__ASSIGNED TASK__
The expected response is an exact repetition of every record, with images excluded.

__THE DATA__
=== Begin Enclosure ===
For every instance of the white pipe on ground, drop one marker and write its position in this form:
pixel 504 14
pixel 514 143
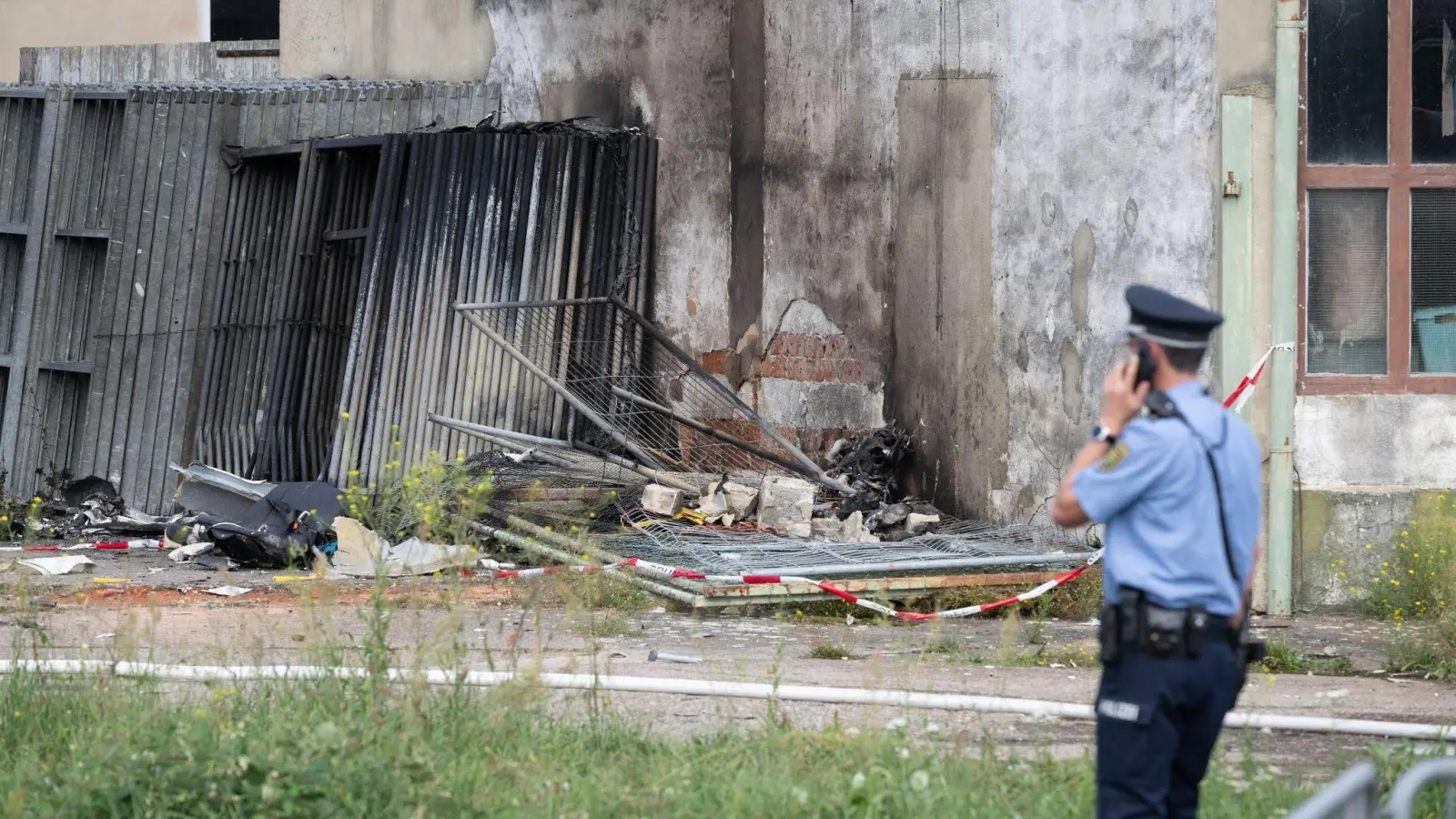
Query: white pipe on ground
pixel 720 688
=== End Enclosure ===
__RESPONSE TO THE EXERCISE__
For every instance of the white pipe on ground, drop one marker and write its position in this form:
pixel 504 14
pixel 514 143
Query: white pipe on ground
pixel 720 688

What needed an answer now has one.